* [TASK OBJECTIVE] Your answer should be a number only: the count of lines in the following entries that contain "cabinet".

--- RECORDS TO USE Enclosed Below ---

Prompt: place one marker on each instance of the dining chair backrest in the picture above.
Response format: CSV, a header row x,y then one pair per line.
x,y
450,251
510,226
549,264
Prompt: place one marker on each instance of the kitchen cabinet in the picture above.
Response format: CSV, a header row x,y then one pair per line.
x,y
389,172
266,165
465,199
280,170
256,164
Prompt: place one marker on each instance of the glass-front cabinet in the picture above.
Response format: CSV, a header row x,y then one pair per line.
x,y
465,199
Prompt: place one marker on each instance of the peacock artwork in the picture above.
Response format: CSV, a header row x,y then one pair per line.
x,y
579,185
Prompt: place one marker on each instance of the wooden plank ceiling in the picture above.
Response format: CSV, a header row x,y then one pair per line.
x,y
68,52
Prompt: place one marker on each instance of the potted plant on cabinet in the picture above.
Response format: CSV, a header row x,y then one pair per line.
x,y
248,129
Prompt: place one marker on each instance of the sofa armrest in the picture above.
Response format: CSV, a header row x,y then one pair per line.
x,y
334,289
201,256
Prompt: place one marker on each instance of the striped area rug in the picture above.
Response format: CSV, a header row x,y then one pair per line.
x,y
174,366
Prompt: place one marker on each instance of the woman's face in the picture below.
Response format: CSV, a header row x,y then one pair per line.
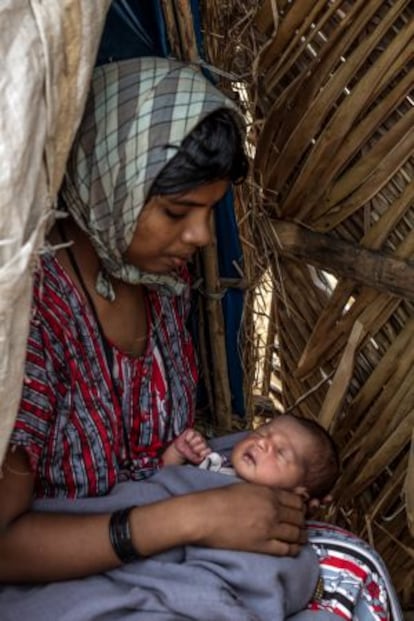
x,y
171,228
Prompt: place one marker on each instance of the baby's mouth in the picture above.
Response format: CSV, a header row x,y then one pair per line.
x,y
249,457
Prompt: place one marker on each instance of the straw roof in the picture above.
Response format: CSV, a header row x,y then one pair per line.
x,y
328,225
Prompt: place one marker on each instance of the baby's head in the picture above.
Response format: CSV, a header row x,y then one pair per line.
x,y
289,453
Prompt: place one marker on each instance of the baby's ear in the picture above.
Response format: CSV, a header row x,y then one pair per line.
x,y
302,491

--- End of Enclosed RECORDS TO USE ---

* [ANSWER TO THIS PROBLEM] 3